### DATA SUPPLIED ###

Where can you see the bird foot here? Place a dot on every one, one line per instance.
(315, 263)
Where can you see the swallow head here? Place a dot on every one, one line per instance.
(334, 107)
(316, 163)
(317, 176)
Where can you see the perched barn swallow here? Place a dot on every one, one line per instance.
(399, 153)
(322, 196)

###

**GIVEN EXERCISE**. Please print each of the records above again, line by line, word for word, in the same order.

**FINAL ANSWER**.
Where can you see the bird foot here? Place a dot on every one, one line per instance.
(315, 263)
Where can you see the swallow head here? Place a dot on every one, one line per instance.
(334, 107)
(316, 163)
(317, 176)
Where can you see the perched barn swallow here? Place a dot on every one, one line per instance.
(399, 153)
(322, 196)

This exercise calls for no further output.